- **Stated problem 1**
Rewrite the entries below, replacing "bird's eye" with "bird's beak" wherever it appears and leaving everything else as it is.

- **Quoted text**

* START *

# Tips on decorating town?



## xoeffy (Jul 30, 2013)

I've found that in every animal crossing game I'm never fully happy with the way my town is set up. I already reset a couple weeks ago because I wasn't happy with the layout and what I did with it, and again I find myself not happy with where this town is going. I usually pick a path that I really love, but then I have a hard time laying it down. It ends up looking so unorganized. And the same with trees and PWPs. I just suck at decorating I guess haha. Does anyone have any tips on how you decorated your town? Or maybe you could give me your dream address so I could come over and get some inspiration? thanks


----------



## hijessicarose (Jul 30, 2013)

You can visit my town! I'd say it's pretty average, but I put a lot of work into my paths~
Maybe you just need to visit and get ideas. There are some really great towns out there that people spend weeks on perfecting. xD


----------



## Scribbler397 (Jul 30, 2013)

I have some pictures up on my blog if you want to see them: http://freshfromnewarbor.blogspot.com/

My dream address is listed in my blogger profile description there.


I always like lots of flowers in a town. Especially hybrids!


----------



## ClockWyse (Jul 30, 2013)

The main tip I'd have is to make proper use of your plants. Lining paths with flowers, bushes, and trees makes a big difference in turning a path that looks like it was just planted there turn into a path that almost begs you to follow it and see where it leads~

I haven't shown my town to many people, but those who have seen it seem to like it well enough. x_x Personally, I think I could still do so much more with it, and once I get my extra chars access to the QR machine, I'll choose some more flexible path patterns to use.

* END *

- **Data in this exercise**
* START *

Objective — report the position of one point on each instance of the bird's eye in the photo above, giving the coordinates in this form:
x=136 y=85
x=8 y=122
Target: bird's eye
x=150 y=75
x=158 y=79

* END *

- **Stated problem 2**
Give the usernames of everyone who posted in the town decorating thread.

- **Full response 1**
Objective — report the position of one point on each instance of the bird's beak in the photo above, giving the coordinates in this form:
x=136 y=85
x=8 y=122
Target: bird's beak
x=150 y=75
x=158 y=79

- **Full response 2**
xoeffy
hijessicarose
Scribbler397
ClockWyse